> **Stated task**:
Copy the following lines again without any changes.

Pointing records
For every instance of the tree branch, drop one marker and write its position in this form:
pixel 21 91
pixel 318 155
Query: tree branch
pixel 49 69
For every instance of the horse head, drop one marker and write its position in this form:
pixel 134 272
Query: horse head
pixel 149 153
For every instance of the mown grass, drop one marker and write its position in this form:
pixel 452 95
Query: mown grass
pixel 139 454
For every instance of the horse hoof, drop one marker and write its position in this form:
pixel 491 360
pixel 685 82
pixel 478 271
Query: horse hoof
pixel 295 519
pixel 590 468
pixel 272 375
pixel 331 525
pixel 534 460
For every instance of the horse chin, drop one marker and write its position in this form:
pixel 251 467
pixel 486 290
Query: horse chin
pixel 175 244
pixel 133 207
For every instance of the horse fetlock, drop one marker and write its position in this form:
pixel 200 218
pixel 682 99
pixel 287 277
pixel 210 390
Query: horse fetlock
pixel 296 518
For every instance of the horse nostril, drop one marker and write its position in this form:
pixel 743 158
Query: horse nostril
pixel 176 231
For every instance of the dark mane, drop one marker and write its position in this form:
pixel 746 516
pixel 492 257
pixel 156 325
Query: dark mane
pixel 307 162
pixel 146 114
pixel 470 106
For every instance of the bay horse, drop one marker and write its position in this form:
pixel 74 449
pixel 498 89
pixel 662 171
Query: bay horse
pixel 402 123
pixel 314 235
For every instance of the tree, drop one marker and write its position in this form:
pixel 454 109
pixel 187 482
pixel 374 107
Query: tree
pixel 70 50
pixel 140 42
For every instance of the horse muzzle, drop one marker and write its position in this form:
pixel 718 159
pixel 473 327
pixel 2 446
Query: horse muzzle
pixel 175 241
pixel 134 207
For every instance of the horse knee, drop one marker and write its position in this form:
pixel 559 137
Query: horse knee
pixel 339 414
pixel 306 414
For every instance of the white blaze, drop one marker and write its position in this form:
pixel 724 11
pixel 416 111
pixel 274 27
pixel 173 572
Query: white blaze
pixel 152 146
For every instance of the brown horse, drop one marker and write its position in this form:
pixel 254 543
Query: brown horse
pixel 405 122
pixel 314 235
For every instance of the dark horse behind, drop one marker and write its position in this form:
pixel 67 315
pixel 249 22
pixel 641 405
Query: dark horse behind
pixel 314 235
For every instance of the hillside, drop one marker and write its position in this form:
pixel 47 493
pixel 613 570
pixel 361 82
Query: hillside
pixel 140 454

> **Problem solution**:
For every instance of the tree branch, drop one marker and write its position in this form:
pixel 21 91
pixel 318 155
Query: tree branch
pixel 49 69
For every instance of the horse head, drop one marker and write its position in this form:
pixel 134 272
Query: horse head
pixel 149 153
For every instance of the mown grass, drop one marker and write its position in this form:
pixel 452 95
Query: mown grass
pixel 139 454
For every instance of the horse hoof, drop one marker and write its position in this form:
pixel 491 360
pixel 685 82
pixel 478 271
Query: horse hoof
pixel 295 519
pixel 590 468
pixel 272 375
pixel 331 525
pixel 534 460
For every instance of the horse chin, drop one marker and write its position in this form:
pixel 251 467
pixel 486 290
Query: horse chin
pixel 175 244
pixel 133 207
For every instance of the horse fetlock, drop one marker and write its position in this form:
pixel 200 218
pixel 682 99
pixel 287 277
pixel 210 390
Query: horse fetlock
pixel 296 518
For every instance of the horse nostril, drop one marker and write its position in this form:
pixel 743 158
Query: horse nostril
pixel 176 231
For every instance of the dark mane, drop one marker and write its position in this form:
pixel 746 516
pixel 492 257
pixel 156 325
Query: dark mane
pixel 307 162
pixel 146 114
pixel 470 106
For every instance of the bay horse, drop one marker and write its position in this form:
pixel 74 449
pixel 498 89
pixel 662 171
Query: bay horse
pixel 402 123
pixel 314 235
For every instance of the tree, drop one marker and write its position in this form:
pixel 454 109
pixel 187 482
pixel 374 107
Query: tree
pixel 70 50
pixel 140 42
For every instance of the horse muzzle, drop one marker and write its position in this form:
pixel 718 159
pixel 473 327
pixel 2 446
Query: horse muzzle
pixel 175 241
pixel 134 207
For every instance of the horse knee, drop one marker and write its position in this form:
pixel 559 137
Query: horse knee
pixel 339 414
pixel 306 414
For every instance of the white blaze, drop one marker and write its position in this form:
pixel 724 11
pixel 416 111
pixel 274 27
pixel 173 572
Query: white blaze
pixel 152 146
For every instance of the brown horse, drop one marker and write its position in this form:
pixel 254 543
Query: brown horse
pixel 405 122
pixel 314 235
For every instance of the dark horse behind, drop one marker and write its position in this form:
pixel 67 315
pixel 249 22
pixel 641 405
Query: dark horse behind
pixel 314 235
For every instance of the hillside, drop one marker and write its position in this form:
pixel 47 493
pixel 613 570
pixel 361 82
Query: hillside
pixel 140 454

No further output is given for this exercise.